▽

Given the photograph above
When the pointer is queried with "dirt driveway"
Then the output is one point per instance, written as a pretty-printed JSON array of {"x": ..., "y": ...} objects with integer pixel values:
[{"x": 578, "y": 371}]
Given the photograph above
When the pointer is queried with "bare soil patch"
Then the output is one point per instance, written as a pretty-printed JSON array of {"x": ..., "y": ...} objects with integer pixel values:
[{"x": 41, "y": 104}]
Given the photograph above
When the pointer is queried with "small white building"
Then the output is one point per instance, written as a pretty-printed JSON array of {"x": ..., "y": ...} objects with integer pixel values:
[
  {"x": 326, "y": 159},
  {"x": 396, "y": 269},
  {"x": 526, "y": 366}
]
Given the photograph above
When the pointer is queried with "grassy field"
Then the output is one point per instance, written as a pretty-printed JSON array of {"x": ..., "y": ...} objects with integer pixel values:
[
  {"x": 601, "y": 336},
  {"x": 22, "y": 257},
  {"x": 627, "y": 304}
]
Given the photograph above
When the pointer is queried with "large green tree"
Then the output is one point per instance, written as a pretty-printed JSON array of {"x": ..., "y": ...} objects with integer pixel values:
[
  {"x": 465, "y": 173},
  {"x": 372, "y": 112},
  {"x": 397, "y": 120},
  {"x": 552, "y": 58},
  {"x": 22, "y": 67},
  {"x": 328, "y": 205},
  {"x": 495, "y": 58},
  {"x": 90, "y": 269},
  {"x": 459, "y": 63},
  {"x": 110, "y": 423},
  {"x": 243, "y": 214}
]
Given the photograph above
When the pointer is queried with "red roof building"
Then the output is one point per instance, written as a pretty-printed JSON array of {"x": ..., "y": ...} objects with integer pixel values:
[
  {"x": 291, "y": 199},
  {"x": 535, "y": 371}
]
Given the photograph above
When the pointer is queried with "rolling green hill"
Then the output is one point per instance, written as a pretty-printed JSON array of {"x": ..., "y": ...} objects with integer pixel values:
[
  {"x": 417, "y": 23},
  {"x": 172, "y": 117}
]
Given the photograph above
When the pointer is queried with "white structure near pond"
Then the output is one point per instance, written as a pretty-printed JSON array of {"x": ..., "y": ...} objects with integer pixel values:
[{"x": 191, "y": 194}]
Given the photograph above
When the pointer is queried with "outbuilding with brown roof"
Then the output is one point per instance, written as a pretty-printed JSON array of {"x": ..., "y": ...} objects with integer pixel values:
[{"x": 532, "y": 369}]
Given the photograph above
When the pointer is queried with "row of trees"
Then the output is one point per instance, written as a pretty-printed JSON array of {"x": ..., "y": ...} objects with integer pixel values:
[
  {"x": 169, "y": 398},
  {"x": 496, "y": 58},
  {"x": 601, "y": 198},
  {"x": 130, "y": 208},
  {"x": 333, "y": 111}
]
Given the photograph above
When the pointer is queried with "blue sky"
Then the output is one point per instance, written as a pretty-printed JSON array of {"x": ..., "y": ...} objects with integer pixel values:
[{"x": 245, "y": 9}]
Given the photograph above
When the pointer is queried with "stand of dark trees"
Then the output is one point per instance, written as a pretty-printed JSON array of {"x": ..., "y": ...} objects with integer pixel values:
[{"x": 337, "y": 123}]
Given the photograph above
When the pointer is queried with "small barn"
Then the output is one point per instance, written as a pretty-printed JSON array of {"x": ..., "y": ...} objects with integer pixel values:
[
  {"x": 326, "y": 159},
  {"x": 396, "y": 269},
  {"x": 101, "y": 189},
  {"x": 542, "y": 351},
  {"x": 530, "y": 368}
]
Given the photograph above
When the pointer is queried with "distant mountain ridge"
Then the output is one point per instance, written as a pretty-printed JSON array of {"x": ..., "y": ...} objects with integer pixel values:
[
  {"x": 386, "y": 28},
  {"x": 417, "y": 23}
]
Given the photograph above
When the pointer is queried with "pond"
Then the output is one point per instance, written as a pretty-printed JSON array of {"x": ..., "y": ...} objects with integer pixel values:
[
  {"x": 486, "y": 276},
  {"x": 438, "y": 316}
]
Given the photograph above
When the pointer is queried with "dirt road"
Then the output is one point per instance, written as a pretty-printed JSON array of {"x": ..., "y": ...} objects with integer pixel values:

△

Give the complete listing a second time, exactly as it reads.

Given the photograph above
When the pointer is queried with "dirt driveway"
Then the output is one point per instance, written as a pretty-printed JSON array of {"x": ..., "y": ...} objects with integer pixel values:
[{"x": 578, "y": 371}]
Given the photograph above
When the pointer is queried with "bare soil patch"
Then the output is one point per instance, written as a pretty-printed JSON array of {"x": ..., "y": ...} objects with integer pixel values:
[{"x": 41, "y": 104}]
Given the photograph above
When the pointer is queried with "small white building"
Then the output is one point per instance, written as a pretty-printed JSON array of {"x": ..., "y": ...} objects with integer pixel values:
[
  {"x": 326, "y": 159},
  {"x": 396, "y": 269},
  {"x": 526, "y": 366}
]
Given the photograph above
When the pointer is queried with "grassy field"
Then the output is one point per instance, written as a pretty-printed JSON array of {"x": ..., "y": ...} objects with integer pixel values:
[
  {"x": 601, "y": 336},
  {"x": 22, "y": 257},
  {"x": 627, "y": 304}
]
Given the photograph above
When the pointer is queried with "large green tree"
Then the output is one point per instance, written as a pretty-printed JSON array of {"x": ..., "y": ...} objects with integer pixel values:
[
  {"x": 465, "y": 173},
  {"x": 372, "y": 112},
  {"x": 397, "y": 120},
  {"x": 552, "y": 58},
  {"x": 22, "y": 67},
  {"x": 328, "y": 205},
  {"x": 495, "y": 58},
  {"x": 90, "y": 269},
  {"x": 459, "y": 63},
  {"x": 110, "y": 423},
  {"x": 243, "y": 214}
]
Given the photograph above
When the pointer is queried with "red roof building"
Then the output is one point per instance, written as a pretty-printed JSON array of {"x": ..., "y": ...} objects with integer pixel values:
[
  {"x": 291, "y": 199},
  {"x": 535, "y": 371}
]
Given the photograph above
When the pointer is queried with "rolling green hill"
Then the output is one point per instance, written as a pretty-printed JSON array of {"x": ..., "y": ...} objects with integer pixel values:
[
  {"x": 417, "y": 23},
  {"x": 172, "y": 117}
]
Given the photograph above
When the pointer is queried with "white structure near pond"
Then the output is one point per instance, written as a pretty-printed JSON array of {"x": ..., "y": ...} objects with integer pixel values:
[{"x": 191, "y": 194}]
Given the photograph above
When the pointer is queried with "outbuilding with brown roof"
Then the output is one point per instance, written as a pretty-printed JSON array of {"x": ..., "y": ...} objects with integer pixel values:
[{"x": 532, "y": 369}]
Given the photograph above
When the pointer is queried with "row of trees"
Then the output is one point per instance, written as a pretty-printed JSON array of {"x": ..., "y": ...} objects with integer pixel values:
[
  {"x": 169, "y": 398},
  {"x": 496, "y": 58},
  {"x": 601, "y": 198},
  {"x": 130, "y": 208},
  {"x": 333, "y": 111}
]
Given the photograph above
When the pointer is queried with "blue sky"
Then the output is one point per instance, written as a pretty-printed JSON array of {"x": ..., "y": ...} objects with integer pixel values:
[{"x": 245, "y": 9}]
Given the photograph above
When the pointer is queried with "stand of dark trees"
Then the output is one point per instance, written as a pretty-printed JSON array of {"x": ..., "y": ...} objects with integer pixel values:
[{"x": 337, "y": 123}]
Given the photograph above
When the pointer is queried with "small barn"
Then the output is one point per instance, written as a pretty-printed JSON array of {"x": ..., "y": ...} objects with integer pixel values:
[
  {"x": 326, "y": 159},
  {"x": 396, "y": 269},
  {"x": 101, "y": 189},
  {"x": 542, "y": 351},
  {"x": 530, "y": 368}
]
Given the photograph above
When the pointer is queried with "distant mountain ridge"
Then the output is one point per instance, written as a pretty-printed JSON array of {"x": ..., "y": ...} objects with integer pixel values:
[
  {"x": 386, "y": 28},
  {"x": 417, "y": 23}
]
Given the photograph above
When the pointer is queried with "pond"
Then the output is one point per instance, written as a pretty-printed JSON array of {"x": ..., "y": ...} objects with integer pixel values:
[
  {"x": 486, "y": 276},
  {"x": 438, "y": 316}
]
Given the photograph above
When the pointer is queried with "dirt road"
Then the output is one point per instance, written as a pretty-printed JSON array of {"x": ..., "y": ...} objects with integer pixel values:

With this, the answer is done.